══ MATERIAL FOR THIS TASK

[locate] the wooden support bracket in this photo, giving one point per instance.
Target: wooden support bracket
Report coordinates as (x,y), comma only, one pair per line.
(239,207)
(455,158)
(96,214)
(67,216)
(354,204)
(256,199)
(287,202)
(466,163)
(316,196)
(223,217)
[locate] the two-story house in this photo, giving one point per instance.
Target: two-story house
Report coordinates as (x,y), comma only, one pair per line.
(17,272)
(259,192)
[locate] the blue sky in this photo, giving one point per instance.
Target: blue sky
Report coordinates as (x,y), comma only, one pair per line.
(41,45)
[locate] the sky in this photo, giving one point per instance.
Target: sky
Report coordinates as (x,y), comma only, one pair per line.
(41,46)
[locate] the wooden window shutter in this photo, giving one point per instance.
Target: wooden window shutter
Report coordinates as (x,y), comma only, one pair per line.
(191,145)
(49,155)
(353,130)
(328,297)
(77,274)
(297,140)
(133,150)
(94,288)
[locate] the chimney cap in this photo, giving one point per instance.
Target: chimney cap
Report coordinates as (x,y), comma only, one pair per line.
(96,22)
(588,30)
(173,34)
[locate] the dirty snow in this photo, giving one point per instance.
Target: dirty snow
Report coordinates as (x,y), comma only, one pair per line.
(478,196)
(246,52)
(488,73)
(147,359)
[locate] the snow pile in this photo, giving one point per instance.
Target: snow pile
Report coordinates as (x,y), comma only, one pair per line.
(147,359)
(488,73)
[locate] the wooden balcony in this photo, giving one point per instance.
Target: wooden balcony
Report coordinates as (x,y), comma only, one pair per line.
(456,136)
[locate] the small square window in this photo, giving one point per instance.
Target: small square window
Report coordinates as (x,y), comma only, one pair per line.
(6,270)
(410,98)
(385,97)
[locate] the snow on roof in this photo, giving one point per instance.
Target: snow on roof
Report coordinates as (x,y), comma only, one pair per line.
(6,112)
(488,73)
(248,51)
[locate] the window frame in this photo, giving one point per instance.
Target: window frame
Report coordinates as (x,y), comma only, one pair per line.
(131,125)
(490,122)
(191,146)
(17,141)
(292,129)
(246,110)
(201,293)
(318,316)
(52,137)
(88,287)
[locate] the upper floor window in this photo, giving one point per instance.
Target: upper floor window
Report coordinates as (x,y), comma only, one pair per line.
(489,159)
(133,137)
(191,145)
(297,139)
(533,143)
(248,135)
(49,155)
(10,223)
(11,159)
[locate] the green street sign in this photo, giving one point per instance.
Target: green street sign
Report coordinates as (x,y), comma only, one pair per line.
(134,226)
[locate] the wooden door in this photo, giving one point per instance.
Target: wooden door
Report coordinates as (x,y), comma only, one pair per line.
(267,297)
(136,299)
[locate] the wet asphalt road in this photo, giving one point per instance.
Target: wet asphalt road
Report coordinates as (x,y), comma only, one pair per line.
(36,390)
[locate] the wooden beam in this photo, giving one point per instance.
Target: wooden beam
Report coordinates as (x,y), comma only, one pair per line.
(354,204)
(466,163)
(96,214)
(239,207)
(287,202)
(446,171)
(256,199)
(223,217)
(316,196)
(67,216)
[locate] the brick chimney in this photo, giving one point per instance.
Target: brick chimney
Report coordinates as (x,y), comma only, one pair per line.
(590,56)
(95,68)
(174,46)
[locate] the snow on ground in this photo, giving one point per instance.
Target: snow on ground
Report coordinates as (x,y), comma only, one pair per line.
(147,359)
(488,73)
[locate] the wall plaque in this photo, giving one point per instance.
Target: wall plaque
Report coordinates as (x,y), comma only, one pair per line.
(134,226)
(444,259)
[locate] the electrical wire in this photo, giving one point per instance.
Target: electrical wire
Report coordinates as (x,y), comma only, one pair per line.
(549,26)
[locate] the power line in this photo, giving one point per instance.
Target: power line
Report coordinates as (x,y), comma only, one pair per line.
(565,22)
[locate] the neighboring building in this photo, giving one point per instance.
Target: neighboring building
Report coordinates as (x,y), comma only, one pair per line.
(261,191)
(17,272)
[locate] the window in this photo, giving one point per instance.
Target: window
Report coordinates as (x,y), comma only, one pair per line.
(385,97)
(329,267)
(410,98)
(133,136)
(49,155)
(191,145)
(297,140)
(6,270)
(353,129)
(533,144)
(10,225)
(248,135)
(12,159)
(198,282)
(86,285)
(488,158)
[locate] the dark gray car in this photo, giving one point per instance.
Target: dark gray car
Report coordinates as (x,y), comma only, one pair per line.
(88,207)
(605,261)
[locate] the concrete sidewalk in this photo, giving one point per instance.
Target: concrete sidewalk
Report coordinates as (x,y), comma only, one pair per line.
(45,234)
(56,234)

════
══ MATERIAL FOR THIS TASK

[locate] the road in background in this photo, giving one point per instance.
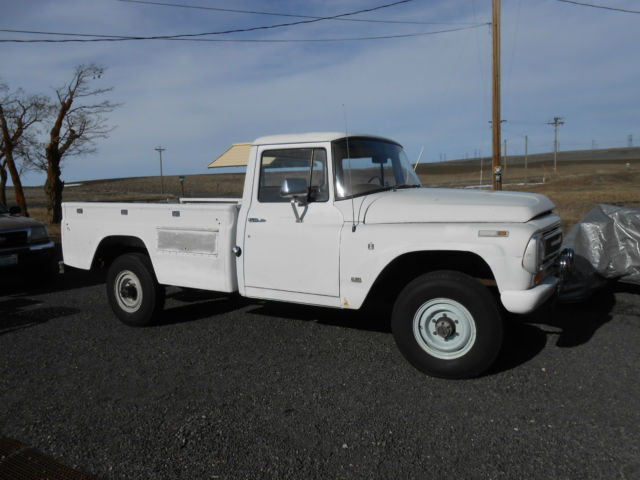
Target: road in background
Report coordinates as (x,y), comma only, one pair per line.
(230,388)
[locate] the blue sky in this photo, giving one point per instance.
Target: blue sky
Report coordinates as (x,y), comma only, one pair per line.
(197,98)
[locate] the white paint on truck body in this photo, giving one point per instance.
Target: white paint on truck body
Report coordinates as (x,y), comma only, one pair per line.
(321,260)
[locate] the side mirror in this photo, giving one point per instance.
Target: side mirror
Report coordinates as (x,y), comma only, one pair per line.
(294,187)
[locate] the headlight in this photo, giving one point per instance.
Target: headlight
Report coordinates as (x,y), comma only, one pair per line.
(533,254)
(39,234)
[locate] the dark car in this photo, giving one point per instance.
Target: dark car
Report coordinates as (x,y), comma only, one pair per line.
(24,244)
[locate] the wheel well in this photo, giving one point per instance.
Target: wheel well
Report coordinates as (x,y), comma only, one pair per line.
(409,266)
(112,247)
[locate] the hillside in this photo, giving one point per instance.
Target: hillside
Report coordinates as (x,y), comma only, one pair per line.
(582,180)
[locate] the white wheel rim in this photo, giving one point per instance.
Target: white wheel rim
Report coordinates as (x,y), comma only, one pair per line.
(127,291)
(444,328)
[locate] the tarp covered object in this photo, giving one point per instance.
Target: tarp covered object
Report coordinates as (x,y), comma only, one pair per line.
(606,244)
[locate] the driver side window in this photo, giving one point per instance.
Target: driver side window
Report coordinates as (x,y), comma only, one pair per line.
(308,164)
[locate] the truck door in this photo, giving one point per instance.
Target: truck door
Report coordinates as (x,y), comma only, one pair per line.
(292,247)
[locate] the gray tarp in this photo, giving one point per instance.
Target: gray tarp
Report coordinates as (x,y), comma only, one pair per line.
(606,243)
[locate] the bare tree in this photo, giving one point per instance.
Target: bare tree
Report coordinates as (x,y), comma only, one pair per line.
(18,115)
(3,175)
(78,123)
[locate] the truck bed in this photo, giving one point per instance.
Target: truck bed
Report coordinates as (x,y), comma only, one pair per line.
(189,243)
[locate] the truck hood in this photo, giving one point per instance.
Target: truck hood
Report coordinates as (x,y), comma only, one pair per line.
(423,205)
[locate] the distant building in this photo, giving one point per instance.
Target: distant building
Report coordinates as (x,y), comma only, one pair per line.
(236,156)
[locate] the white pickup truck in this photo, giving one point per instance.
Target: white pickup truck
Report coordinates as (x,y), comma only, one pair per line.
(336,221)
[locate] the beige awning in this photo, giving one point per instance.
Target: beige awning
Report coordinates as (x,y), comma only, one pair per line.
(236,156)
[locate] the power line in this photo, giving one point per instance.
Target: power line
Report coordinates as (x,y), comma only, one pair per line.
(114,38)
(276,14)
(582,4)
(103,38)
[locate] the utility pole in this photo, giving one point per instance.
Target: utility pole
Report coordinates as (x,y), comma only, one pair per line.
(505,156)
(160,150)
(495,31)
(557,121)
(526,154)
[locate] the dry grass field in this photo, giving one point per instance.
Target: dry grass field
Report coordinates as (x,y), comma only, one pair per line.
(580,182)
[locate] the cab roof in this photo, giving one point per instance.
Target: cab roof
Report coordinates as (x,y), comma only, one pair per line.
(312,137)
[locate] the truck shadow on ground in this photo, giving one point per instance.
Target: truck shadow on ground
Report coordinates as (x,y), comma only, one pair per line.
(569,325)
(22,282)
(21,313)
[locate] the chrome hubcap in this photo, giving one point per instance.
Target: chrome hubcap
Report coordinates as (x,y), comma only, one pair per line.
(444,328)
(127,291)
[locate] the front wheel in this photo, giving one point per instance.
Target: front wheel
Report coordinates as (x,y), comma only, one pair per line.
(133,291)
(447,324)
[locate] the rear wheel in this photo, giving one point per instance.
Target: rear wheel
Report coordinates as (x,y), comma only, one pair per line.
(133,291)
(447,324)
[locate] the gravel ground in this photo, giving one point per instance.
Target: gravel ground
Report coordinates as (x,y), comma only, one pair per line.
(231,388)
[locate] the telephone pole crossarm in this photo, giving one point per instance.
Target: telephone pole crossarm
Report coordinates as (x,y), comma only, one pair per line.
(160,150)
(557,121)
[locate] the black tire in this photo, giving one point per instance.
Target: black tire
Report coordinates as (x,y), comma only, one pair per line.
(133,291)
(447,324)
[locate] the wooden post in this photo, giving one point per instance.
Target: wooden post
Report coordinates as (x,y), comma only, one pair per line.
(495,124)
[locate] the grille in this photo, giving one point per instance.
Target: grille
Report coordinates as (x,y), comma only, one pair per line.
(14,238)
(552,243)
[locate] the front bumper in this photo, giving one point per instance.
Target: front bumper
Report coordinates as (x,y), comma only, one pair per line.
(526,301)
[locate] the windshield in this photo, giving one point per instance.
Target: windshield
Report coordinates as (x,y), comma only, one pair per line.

════

◆ TASK TO CARRY OUT
The stretch of entries above that starts with the line containing "Target: chrome hubcap" and goes on through the line containing "[locate] the gravel" is to be transcribed exactly, and no other line is to be transcribed.

◆ OUTPUT OF THE TASK
Target: chrome hubcap
Report coordinates as (x,y), comma only, one pair per line.
(444,328)
(127,291)
[locate] the front wheel in this photo, giving one point per instance.
Target: front wheel
Report coordinates as (x,y), comma only, one pair per line.
(133,291)
(447,324)
[locate] the rear wheel in this photo, giving one point per instance.
Target: rear wheel
Report coordinates as (x,y), comma only, one pair per line.
(133,291)
(447,324)
[locate] the gravel ground in this photo, giving one point per instance.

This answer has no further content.